*What is being asked*. For the records below, count the lines containing the word "window" and reply with the number alone.

*Records shown*.
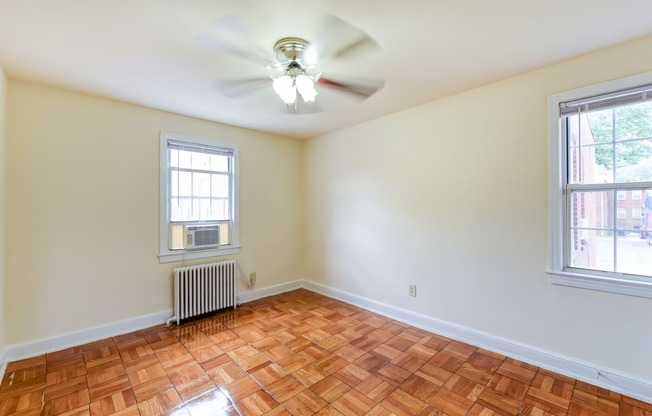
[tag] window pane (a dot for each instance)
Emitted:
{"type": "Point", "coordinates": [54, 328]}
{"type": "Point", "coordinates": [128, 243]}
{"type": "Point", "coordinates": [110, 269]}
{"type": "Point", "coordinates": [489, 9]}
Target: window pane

* * *

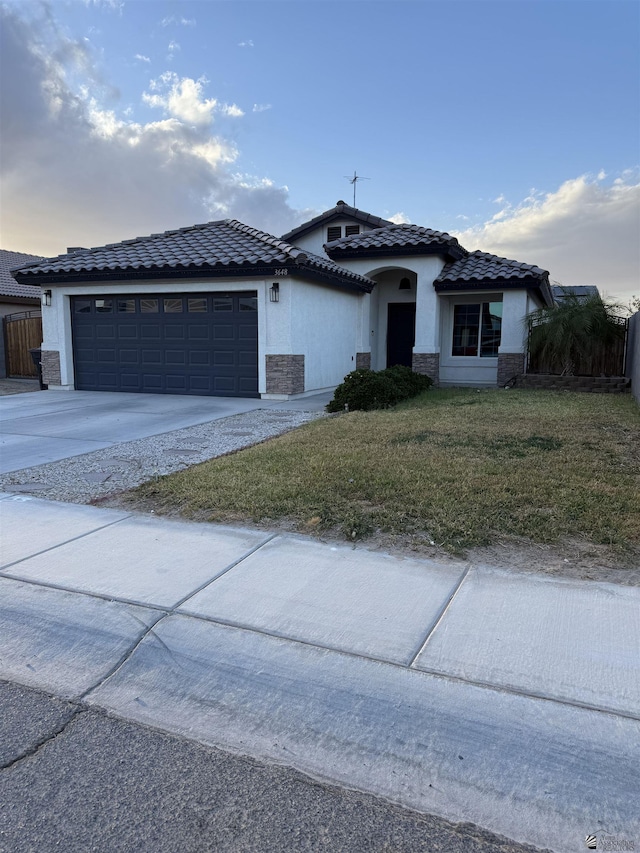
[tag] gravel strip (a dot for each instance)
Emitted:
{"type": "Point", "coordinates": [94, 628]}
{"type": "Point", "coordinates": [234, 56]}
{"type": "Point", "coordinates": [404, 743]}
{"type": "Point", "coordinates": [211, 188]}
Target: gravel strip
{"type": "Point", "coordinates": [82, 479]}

--

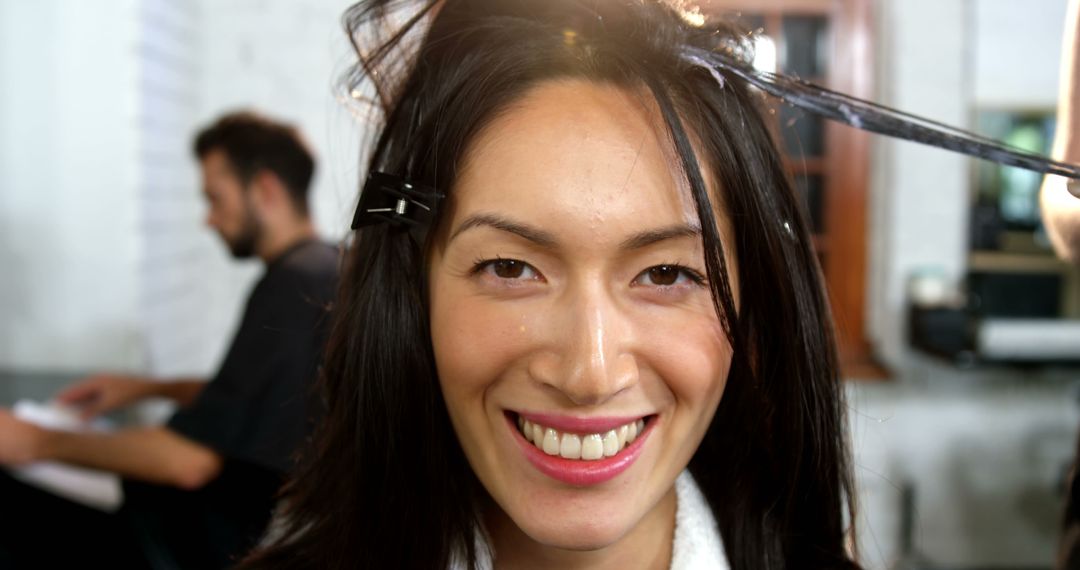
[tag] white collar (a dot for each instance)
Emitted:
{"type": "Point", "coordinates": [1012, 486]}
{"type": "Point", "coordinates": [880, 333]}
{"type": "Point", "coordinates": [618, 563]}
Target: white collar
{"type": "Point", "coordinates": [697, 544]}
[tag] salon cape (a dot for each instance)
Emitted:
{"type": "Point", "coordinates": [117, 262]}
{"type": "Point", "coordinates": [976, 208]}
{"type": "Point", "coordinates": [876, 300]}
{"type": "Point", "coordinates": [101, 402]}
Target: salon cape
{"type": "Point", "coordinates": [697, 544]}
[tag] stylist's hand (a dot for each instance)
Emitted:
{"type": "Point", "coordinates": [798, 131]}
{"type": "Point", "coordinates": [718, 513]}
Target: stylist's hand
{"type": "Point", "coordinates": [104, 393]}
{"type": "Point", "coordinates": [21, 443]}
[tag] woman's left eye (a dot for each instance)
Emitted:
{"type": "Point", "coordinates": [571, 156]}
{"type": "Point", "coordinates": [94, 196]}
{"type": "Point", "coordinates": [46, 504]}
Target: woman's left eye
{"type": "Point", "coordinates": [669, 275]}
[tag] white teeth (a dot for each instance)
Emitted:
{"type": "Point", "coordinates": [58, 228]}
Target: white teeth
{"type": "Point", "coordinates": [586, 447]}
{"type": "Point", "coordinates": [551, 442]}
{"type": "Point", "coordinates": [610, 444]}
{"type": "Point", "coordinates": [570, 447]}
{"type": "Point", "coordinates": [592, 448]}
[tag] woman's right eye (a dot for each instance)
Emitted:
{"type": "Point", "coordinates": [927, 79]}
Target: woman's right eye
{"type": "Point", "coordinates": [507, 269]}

*Expected answer*. 2